PAGE EXTRACT
★ ★ ★ ★ ★ ★ ★
1/ Paul Manafort owed $10 million to Russian oligarch Oleg Deripaska, who was sanctioned by the U.S. in April 2018. The unsealed search warrant application from July 2017 shows that Deripaska financially backed Manafort's consulting work in Ukraine when it started in 2005-06. Robert Mueller also indicted Konstantin Kilimnik, a political operative who served as an intermediary between Manafort and Deripaska, as well as allegedly having ties to Russian spy agencies. The search warrant also confirmed that Mueller has been investigating Manafort's role in the June 2016 meeting at Trump Tower between Trump Jr. and a Russian lawyer. (Reuters)

  • Several billionaires with Kremlin ties attended exclusive, invitation-only receptions during Trump's inauguration festivities – events typically reserved for top donors and close political allies. Robert Mueller's team has expressed interest in the Russian guests who had no obvious place in Trump's diplomatic orbit (ABC News)

2/ Trump and Putin will meet on July 16 in Helsinki to discuss a "range of national security issues," as well as "further development of Russian-American relations." Before the summit meeting was announced, Trump reported via Twitter that "Russia continues to say they had nothing to do with Meddling in our Election!" He added: "Why isn't Hillary/Russia being looked at?" The Helsinki talks will follow a NATO meeting in Brussels on July 11 and 12. Trump told leaders at the recent G7 summit in Canada that "NATO is as bad as NAFTA," stoking fears that Trump plans to undercut the alliance's values and commitments. (New York Times / Washington Post / Axios)

  • Mike Pompeo: Trump will warn Putin that it is "completely unacceptable" to interfere in U.S. elections. "I'm confident that when the president meets with Vladimir Putin he will make clear that meddling in our elections is completely unacceptable," the secretary of state said. (Politico)

3/ Immigrant children as young as three are being ordered to appear in court for their own deportation hearings without legal representation. The children are being served with notices to appear in court, but they are not entitled to an attorney. Instead, they are given a list of legal services organizations that might help them. Requiring unaccompanied minors to go through deportation alone is not new, but the number of children who are affected by this process has gone up during the Trump presidency. (Texas Tribune)
★ ★ ★ ★ ★ ★ ★
TO BE DONE
Revise the news summary from "1/ Paul Manafort" to "Russian lawyer. (Reuters)", replacing "political operative" with "political consultant". The listing after this comes from a different source.

Collection entries
★ ★ ★ ★ ★ ★ ★
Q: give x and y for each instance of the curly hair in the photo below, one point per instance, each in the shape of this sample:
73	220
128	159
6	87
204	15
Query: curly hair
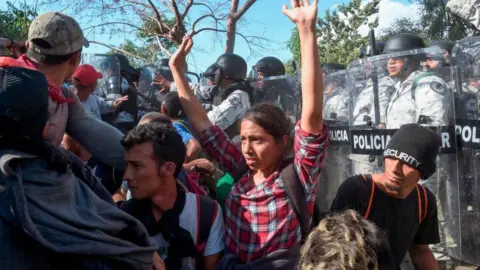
167	144
342	241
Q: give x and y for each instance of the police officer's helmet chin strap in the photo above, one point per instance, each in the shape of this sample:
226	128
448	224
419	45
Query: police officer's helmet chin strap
408	68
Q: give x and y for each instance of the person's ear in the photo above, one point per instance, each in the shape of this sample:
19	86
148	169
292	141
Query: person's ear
45	130
168	169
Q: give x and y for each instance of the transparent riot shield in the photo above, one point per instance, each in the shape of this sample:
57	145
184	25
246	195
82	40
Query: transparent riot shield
337	166
366	115
394	91
147	92
284	91
110	86
466	56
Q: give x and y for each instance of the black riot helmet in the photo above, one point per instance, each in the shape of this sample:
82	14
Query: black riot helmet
406	42
232	66
403	42
270	66
110	63
210	71
366	51
442	44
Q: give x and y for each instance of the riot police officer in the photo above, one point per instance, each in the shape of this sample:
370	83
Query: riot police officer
441	56
268	67
336	114
271	85
420	97
363	113
367	51
335	100
113	87
233	95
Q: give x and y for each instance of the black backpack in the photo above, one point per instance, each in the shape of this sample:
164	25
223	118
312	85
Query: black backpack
297	197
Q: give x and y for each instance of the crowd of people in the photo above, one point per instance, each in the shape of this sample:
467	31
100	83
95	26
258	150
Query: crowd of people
216	175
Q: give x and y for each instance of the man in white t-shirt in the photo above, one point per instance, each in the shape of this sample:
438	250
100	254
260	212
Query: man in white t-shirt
188	228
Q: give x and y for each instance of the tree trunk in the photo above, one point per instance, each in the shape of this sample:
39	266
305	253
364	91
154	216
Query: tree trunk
231	32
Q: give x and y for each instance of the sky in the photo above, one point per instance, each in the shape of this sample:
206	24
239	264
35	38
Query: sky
264	19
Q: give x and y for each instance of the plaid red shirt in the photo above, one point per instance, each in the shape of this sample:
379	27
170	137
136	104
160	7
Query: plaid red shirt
259	219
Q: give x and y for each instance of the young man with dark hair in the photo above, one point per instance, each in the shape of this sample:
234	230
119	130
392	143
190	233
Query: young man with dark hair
53	213
172	108
187	227
54	48
394	200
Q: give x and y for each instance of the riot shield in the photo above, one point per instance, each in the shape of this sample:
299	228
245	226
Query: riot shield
466	55
407	94
282	91
337	166
147	92
366	85
110	86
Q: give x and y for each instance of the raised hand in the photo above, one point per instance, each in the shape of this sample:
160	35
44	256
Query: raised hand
178	59
302	12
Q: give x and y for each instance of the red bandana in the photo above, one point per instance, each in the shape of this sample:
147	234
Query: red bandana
55	92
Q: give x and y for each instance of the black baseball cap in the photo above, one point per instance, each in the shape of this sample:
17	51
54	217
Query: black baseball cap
23	99
171	102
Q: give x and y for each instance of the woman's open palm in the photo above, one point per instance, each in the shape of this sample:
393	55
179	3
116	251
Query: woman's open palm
302	12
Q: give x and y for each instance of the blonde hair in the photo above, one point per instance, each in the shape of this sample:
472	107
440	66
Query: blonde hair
342	241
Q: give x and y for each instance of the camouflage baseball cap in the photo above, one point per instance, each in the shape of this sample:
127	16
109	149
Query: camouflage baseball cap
60	34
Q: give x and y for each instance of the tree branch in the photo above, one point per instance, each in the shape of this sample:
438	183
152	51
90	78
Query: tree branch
137	3
118	49
109	23
204	5
203	17
157	15
187	8
238	14
176	12
160	45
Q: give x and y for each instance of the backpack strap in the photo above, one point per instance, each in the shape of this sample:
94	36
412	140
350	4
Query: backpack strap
296	195
207	211
422	211
183	124
372	193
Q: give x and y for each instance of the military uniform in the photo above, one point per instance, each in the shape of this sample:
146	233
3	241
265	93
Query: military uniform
422	98
364	115
363	110
335	105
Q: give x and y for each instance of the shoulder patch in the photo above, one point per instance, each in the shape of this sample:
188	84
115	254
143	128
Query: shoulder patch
234	100
438	87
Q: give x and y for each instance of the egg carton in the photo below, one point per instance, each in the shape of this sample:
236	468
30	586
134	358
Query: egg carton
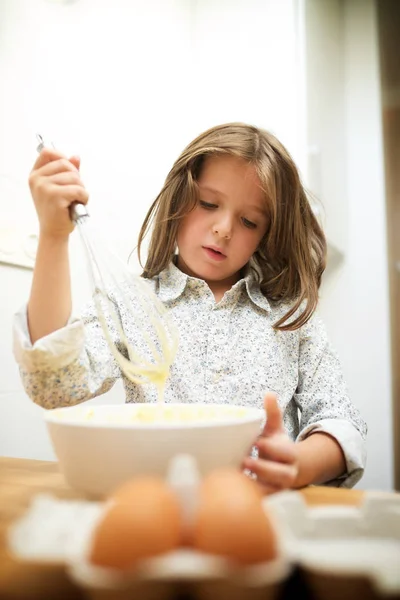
343	552
59	531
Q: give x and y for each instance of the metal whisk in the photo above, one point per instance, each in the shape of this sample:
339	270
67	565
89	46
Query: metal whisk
134	367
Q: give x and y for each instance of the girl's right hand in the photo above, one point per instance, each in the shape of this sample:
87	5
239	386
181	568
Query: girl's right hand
55	184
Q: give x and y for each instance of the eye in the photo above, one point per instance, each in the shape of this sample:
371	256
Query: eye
207	205
249	224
★ ★ ★ ★ ★ ★ ★
WRITTEN REPLY
1/ Paul Manafort owed $10 million to Russian oligarch Oleg Deripaska, who was sanctioned by the U.S. in April 2018. The unsealed search warrant application from July 2017 shows that Deripaska financially backed Manafort's consulting work in Ukraine when it started in 2005-06. Robert Mueller also indicted Konstantin Kilimnik, a political consultant who served as an intermediary between Manafort and Deripaska, as well as allegedly having ties to Russian spy agencies. The search warrant also confirmed that Mueller has been investigating Manafort's role in the June 2016 meeting at Trump Tower between Trump Jr. and a Russian lawyer. (Reuters)